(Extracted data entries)
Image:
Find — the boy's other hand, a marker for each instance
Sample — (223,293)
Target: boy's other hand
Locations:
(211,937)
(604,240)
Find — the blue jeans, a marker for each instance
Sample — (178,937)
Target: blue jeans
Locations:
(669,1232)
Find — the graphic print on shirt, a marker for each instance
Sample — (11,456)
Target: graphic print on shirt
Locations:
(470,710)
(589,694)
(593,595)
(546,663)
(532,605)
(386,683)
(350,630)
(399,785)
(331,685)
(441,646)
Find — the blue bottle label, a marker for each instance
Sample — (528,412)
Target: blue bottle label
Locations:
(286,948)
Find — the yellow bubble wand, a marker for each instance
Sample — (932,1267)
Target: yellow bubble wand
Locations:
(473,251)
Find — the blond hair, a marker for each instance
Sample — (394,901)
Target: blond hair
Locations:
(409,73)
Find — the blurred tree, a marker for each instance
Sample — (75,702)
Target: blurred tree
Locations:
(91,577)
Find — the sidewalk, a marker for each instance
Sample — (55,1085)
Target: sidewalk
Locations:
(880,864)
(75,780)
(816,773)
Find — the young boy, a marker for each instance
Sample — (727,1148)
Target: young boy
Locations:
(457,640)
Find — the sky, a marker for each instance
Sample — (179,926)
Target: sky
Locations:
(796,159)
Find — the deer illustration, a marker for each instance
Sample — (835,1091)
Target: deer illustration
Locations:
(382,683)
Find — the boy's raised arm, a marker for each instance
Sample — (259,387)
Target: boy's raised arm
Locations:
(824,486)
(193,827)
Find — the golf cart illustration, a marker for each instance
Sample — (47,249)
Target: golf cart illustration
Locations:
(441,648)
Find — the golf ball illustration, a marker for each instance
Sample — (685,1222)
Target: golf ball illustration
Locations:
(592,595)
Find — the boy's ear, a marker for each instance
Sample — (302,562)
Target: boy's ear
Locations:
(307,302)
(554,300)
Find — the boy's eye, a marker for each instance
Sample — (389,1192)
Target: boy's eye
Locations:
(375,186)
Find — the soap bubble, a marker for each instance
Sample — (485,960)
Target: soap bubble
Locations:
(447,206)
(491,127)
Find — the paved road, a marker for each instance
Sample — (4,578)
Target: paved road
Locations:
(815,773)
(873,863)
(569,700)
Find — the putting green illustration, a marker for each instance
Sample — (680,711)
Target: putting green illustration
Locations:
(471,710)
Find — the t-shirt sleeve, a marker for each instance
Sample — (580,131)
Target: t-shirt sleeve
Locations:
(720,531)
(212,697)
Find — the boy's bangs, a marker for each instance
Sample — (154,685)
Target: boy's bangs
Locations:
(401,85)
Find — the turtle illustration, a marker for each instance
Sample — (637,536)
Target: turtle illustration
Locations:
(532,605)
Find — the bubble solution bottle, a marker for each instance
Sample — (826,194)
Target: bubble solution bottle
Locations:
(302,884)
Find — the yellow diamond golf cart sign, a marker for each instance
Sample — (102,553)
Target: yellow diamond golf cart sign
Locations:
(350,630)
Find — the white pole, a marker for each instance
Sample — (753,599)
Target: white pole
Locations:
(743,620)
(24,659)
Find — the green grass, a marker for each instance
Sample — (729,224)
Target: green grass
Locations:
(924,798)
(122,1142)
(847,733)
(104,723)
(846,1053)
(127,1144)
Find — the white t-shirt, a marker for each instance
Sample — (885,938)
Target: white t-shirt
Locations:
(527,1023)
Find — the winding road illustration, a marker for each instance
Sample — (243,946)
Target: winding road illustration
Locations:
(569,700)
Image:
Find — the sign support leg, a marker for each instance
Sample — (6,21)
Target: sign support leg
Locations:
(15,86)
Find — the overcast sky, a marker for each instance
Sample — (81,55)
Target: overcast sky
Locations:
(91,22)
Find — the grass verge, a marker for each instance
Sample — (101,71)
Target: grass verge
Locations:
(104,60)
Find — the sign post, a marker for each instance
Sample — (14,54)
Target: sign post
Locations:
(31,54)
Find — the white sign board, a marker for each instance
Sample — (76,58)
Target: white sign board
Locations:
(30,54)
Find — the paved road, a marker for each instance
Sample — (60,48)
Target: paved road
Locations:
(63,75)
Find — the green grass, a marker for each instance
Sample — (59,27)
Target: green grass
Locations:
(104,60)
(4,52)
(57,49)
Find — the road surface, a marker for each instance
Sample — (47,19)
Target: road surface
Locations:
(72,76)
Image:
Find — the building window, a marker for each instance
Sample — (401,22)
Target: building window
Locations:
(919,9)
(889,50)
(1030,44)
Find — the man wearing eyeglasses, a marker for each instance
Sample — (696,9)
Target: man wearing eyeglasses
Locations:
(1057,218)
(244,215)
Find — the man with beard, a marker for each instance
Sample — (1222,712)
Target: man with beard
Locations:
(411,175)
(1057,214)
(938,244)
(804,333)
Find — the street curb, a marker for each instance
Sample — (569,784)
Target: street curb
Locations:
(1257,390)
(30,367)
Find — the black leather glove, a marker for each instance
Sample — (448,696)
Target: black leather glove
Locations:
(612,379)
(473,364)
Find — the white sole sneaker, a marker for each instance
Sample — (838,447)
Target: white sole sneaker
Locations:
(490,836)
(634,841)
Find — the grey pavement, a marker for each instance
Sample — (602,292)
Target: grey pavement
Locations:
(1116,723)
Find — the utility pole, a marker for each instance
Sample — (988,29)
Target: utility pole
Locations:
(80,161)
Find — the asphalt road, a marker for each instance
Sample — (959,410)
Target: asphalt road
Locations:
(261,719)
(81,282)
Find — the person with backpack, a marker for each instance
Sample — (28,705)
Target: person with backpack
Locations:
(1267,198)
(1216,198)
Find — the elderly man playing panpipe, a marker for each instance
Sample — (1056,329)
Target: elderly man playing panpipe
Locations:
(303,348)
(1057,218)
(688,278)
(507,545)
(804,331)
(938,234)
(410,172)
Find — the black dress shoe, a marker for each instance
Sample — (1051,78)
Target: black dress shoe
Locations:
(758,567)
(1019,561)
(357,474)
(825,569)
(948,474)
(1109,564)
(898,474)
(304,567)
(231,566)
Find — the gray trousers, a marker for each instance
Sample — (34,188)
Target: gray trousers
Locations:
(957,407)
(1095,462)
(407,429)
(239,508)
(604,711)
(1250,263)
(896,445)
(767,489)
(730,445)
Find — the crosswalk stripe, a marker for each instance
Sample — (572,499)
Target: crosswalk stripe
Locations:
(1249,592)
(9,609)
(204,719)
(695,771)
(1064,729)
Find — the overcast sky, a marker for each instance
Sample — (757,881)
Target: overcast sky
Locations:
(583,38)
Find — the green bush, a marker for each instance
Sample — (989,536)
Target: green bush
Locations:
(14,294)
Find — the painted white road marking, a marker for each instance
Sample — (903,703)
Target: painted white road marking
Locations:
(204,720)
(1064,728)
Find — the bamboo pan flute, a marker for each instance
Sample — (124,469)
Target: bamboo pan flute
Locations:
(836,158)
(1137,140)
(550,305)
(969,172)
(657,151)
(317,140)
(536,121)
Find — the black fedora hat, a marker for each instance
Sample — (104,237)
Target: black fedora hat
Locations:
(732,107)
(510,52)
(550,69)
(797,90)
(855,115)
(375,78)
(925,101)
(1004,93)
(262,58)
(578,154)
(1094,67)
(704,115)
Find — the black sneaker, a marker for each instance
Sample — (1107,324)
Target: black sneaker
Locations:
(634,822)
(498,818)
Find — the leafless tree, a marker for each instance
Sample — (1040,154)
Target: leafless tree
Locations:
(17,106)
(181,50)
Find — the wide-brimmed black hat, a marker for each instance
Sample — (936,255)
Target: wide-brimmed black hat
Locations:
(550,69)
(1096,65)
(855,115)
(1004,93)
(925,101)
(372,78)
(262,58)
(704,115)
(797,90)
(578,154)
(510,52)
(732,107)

→ **GIVEN EXERCISE**:
Your task is to output exactly the lines running from the one with "Find — the painted" through the final line of the material above, with both ends included.

→ **EXERCISE RESPONSE**:
Find — the painted white road marking, a marker for each instance
Sample — (903,703)
Target: painted white road marking
Locations:
(204,720)
(1064,728)
Find — the bamboo pan flute, a marker for each instance
Sample — (124,469)
Target: bamboo pan flute
Locations:
(836,158)
(1137,140)
(550,305)
(969,172)
(657,151)
(317,140)
(536,121)
Find — the black fedora hat, a marker for each instance
Sample — (104,237)
Target: black fedora hat
Locations:
(732,107)
(510,52)
(550,69)
(797,90)
(855,115)
(375,78)
(925,101)
(1004,93)
(262,58)
(578,154)
(1094,67)
(704,115)
Find — the black sneaker, a marker for each instance
Sample — (1107,324)
Target: black sneaker
Locations:
(634,822)
(498,818)
Find — the leafless tree, a marker for each instance
Sample — (1040,154)
Target: leafless tree
Locations:
(17,106)
(181,50)
Find — the wide-brimmed black hat, a marker for each instance
Sample — (936,255)
Target: wide-brimmed black hat
Locations:
(550,69)
(1096,65)
(855,115)
(1004,93)
(925,101)
(372,78)
(262,58)
(704,115)
(797,90)
(578,154)
(510,52)
(732,107)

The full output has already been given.